• Requirement A:
Extract every line of the listing that contains the string "flipper", matching case exactly.

• Text to read:
* * *
The opening pages of this picture book get off to a wobbly start with comments such as “You know that feeling you get…when you see a wide open field that you can run through without worrying about traffic or cars? That’s freedom.” But as the book progresses, Shamir slowly steadies the craft toward that wide-open field of freedom. She notes the many obvious-to-us-now exclusivities that the founding political documents embodied—that the entitled, white, male authors did not extend freedom to enslaved African-Americans, Native Americans, and women—and encourages readers to learn to exercise vigilance and foresight. The gradual inclusion of these left-behind people paints a modestly rosy picture of their circumstances today, and the text seems to give up on explaining how Native Americans continue to be left behind. Still, a vital part of what makes freedom daunting is its constant motion, and that is ably expressed. Numerous boxed tidbits give substance to the bigger political picture. Who were the abolitionists and the suffragists, what were the Montgomery bus boycott and the “Uprising of 20,000”? Faulkner’s artwork conveys settings and emotions quite well, and his drawing of Ruby Bridges is about as darling as it gets. A helpful timeline and bibliography appear as endnotes.
* * *
• Listed entries:
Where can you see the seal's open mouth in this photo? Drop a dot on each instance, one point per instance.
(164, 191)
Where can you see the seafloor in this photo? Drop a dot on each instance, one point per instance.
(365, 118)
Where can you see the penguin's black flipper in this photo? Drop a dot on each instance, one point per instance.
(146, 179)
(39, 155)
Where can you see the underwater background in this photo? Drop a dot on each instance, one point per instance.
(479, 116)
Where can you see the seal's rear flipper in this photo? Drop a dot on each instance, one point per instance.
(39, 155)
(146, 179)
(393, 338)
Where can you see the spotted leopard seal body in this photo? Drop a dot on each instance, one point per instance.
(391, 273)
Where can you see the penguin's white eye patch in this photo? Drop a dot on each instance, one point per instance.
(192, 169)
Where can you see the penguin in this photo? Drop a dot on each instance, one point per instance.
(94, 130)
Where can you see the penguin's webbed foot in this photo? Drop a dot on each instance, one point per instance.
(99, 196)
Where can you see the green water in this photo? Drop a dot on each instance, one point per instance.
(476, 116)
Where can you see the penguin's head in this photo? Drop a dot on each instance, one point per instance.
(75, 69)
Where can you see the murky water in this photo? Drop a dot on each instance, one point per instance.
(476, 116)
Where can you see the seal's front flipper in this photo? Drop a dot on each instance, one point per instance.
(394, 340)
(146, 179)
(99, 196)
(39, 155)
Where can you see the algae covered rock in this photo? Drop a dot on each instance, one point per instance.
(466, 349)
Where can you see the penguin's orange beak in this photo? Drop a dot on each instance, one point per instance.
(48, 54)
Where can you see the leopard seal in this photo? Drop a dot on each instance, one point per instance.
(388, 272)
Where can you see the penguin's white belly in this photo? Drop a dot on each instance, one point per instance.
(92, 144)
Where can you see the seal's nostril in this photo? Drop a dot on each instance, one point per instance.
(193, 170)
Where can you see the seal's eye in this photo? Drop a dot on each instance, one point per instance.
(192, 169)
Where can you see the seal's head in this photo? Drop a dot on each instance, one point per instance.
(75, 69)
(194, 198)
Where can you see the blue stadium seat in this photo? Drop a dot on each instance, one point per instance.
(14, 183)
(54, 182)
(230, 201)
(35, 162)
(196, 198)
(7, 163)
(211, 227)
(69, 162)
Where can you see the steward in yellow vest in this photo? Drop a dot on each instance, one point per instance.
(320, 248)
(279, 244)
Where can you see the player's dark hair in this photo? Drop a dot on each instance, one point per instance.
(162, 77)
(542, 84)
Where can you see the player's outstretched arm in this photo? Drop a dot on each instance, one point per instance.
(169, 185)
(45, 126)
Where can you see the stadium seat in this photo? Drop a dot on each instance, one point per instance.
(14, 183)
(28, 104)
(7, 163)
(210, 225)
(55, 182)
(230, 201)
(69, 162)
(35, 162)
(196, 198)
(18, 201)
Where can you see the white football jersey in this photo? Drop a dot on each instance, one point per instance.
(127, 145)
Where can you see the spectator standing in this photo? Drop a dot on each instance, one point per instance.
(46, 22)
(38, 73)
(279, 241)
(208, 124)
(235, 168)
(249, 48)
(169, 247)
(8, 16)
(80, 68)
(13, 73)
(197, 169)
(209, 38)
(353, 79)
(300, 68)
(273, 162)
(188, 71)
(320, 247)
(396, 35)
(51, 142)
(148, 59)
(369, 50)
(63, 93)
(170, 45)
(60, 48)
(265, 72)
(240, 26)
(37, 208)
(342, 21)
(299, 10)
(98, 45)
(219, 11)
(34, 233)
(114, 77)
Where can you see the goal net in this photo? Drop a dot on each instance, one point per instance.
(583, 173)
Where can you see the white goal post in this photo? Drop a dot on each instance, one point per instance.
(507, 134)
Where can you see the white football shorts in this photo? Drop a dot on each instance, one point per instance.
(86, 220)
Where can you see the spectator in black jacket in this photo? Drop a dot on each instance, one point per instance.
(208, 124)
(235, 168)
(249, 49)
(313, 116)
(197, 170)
* * *
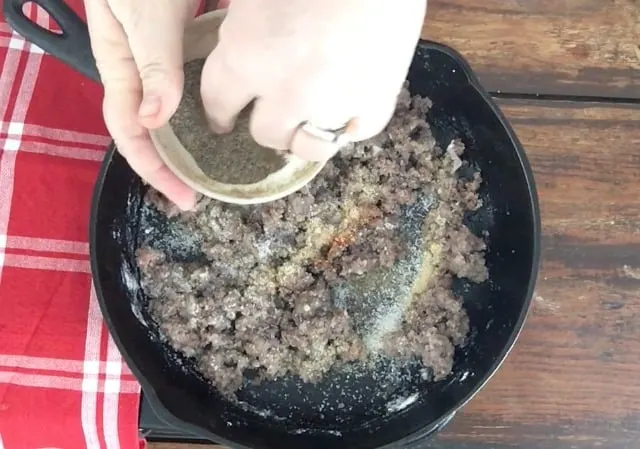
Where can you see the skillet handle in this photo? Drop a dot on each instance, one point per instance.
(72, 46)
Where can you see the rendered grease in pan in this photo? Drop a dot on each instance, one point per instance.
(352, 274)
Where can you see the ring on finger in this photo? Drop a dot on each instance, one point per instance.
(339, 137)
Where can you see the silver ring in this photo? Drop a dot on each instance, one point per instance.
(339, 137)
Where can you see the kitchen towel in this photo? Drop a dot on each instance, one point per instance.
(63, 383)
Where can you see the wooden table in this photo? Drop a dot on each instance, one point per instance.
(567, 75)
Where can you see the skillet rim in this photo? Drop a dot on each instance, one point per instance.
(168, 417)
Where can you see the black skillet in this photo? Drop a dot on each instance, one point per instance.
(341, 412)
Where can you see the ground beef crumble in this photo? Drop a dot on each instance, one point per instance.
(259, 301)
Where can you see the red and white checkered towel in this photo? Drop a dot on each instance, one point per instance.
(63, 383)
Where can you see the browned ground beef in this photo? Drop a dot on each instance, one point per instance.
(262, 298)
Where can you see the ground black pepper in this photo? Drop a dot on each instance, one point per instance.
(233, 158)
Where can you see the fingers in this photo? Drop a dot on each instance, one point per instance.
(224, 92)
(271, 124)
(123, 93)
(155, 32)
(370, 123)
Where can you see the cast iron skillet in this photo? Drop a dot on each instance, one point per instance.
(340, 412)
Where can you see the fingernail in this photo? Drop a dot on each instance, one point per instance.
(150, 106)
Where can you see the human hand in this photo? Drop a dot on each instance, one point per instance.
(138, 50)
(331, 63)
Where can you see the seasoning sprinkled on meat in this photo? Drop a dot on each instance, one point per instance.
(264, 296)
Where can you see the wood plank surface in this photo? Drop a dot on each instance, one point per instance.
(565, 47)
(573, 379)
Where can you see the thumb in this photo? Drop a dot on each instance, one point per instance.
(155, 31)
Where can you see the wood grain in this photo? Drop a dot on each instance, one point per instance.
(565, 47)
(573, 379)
* * *
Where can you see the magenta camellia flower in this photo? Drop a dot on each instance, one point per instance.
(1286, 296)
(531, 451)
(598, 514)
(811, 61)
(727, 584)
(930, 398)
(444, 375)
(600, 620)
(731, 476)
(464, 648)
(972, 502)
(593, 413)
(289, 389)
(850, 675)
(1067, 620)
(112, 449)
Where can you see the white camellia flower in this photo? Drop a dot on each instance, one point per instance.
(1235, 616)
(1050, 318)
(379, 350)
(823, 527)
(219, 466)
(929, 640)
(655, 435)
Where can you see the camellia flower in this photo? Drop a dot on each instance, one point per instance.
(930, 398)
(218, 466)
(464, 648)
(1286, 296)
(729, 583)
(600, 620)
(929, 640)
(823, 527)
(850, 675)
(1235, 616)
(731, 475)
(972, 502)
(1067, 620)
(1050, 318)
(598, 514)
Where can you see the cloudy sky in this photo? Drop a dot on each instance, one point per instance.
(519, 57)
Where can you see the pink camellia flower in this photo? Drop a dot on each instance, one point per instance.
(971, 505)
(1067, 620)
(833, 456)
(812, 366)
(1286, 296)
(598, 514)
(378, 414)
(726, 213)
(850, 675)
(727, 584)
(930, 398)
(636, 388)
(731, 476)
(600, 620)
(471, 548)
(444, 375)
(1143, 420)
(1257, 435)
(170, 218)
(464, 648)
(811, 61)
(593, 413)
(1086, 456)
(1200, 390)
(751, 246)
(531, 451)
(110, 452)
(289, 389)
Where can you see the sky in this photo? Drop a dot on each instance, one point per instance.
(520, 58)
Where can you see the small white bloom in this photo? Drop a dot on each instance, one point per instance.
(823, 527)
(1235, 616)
* * *
• Requirement B:
According to the book review, what appears as endnotes in the picture book?

• Task answer A:
Where can you see the penguin's black flipper in this photo? Drop a dot on each instance, one point per instance.
Where can you see the seal's rear flipper in this photo? Drop a dot on each instance, one point per instance.
Where can you see the seal's front flipper in this photo? Drop a dot on each instance, one point per instance.

• Task answer B:
A helpful timeline and bibliography.